[Saved data entries]

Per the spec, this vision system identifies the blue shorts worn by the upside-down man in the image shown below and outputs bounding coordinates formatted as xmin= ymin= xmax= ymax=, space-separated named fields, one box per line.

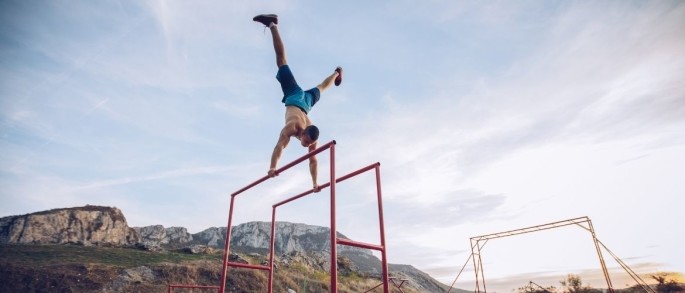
xmin=276 ymin=65 xmax=321 ymax=114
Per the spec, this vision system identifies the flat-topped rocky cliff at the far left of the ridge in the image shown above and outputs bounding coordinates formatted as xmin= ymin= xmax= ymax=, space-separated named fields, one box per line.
xmin=0 ymin=206 xmax=139 ymax=245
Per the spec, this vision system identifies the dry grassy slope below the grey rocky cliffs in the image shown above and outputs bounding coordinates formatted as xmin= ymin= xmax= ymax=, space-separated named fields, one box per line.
xmin=0 ymin=245 xmax=418 ymax=293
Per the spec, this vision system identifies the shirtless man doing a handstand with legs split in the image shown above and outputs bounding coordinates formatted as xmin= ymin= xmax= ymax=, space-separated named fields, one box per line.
xmin=252 ymin=14 xmax=342 ymax=192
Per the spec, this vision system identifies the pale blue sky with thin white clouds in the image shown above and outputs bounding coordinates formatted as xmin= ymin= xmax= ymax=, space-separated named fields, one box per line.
xmin=0 ymin=0 xmax=685 ymax=292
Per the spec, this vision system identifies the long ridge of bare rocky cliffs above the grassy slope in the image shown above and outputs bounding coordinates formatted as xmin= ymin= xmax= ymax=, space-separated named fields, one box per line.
xmin=0 ymin=206 xmax=460 ymax=292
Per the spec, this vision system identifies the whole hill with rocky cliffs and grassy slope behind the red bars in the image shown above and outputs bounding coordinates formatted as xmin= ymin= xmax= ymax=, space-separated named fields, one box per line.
xmin=0 ymin=206 xmax=460 ymax=292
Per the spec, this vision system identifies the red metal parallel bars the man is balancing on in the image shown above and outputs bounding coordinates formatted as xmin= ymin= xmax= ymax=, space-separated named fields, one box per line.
xmin=169 ymin=141 xmax=390 ymax=293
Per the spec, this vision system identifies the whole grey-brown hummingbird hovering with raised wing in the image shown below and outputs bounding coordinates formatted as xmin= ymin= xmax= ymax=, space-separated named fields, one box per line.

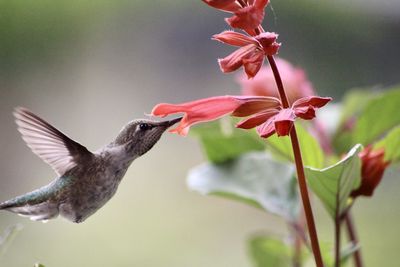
xmin=0 ymin=107 xmax=181 ymax=223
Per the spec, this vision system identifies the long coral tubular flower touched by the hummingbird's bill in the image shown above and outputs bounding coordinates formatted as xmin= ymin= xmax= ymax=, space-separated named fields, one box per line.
xmin=151 ymin=95 xmax=280 ymax=136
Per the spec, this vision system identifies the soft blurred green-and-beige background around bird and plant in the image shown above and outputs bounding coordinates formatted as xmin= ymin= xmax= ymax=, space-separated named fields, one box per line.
xmin=0 ymin=0 xmax=400 ymax=267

| WHAT YOU SHOULD DO |
Each entry is to be output exactly, and no picture is to appear.

| RESPONSE TO THIS EXERCISE |
Per the spec, this vision system identifies the blue shorts worn by the upside-down man in the image shown below and outputs bounding coordinates formatted as xmin= ymin= xmax= ymax=, space-separated named fields, one box per line.

xmin=276 ymin=65 xmax=321 ymax=114
Per the spec, this vision system identifies the flat-topped rocky cliff at the far left of the ridge in the image shown above and outputs bounding coordinates formatted as xmin= ymin= xmax= ymax=, space-separated named fields, one box per line.
xmin=0 ymin=206 xmax=139 ymax=245
Per the spec, this vision system identifies the dry grassy slope below the grey rocky cliffs in the image shown above and outputs bounding coordinates formatted as xmin= ymin= xmax= ymax=, space-separated named fields, one box per line.
xmin=0 ymin=245 xmax=418 ymax=293
Per the spec, this vision system identifies the shirtless man doing a handstand with legs split in the image shown above and outputs bounding coordinates formatted as xmin= ymin= xmax= ymax=, space-separated named fields, one box per line.
xmin=252 ymin=14 xmax=342 ymax=192
Per the spec, this vision system identifies the pale blue sky with thin white clouds in the image shown above and outputs bounding coordinates formatted as xmin= ymin= xmax= ymax=, space-separated named fields, one box per line.
xmin=0 ymin=0 xmax=685 ymax=292
Per the spec, this vision system identifies the long ridge of bare rocky cliffs above the grassy slope in the image shown above and outputs bounding coordinates formatted as xmin= ymin= xmax= ymax=, space-separated named fields, one box per line.
xmin=0 ymin=206 xmax=460 ymax=292
Per the spec, this vision system identifies the whole hill with rocky cliffs and grassy slope behind the red bars in the image shown above and outputs bounding coordinates formatted as xmin= ymin= xmax= ymax=, space-separated named fields, one box per line.
xmin=0 ymin=206 xmax=460 ymax=292
Per the spec, this vision system identifies the red metal parallel bars the man is balancing on in the image shown above and outputs bounding coordinates formatted as xmin= ymin= xmax= ymax=, space-separated named fields, one box per line.
xmin=169 ymin=141 xmax=390 ymax=293
Per the spec, this vision system identifies the whole grey-brown hummingbird hovering with raised wing in the image shown below and outputs bounding coordinates formatted as xmin= ymin= xmax= ymax=, space-separated named fields, one box per line.

xmin=0 ymin=107 xmax=181 ymax=223
Per the spec, this vision system identifies the long coral tubular flower touched by the hummingbird's bill in the image shown above and outputs bounding coordinates formatted as xmin= ymin= xmax= ymax=, space-separated named fields, one box per line.
xmin=151 ymin=95 xmax=280 ymax=136
Per the spec, this vision system identifies the soft blurred green-and-beige background around bird and plant in the image shown above and outputs bounding coordinates formatted as xmin= ymin= xmax= ymax=, space-separated named fields, one box per line.
xmin=0 ymin=0 xmax=400 ymax=267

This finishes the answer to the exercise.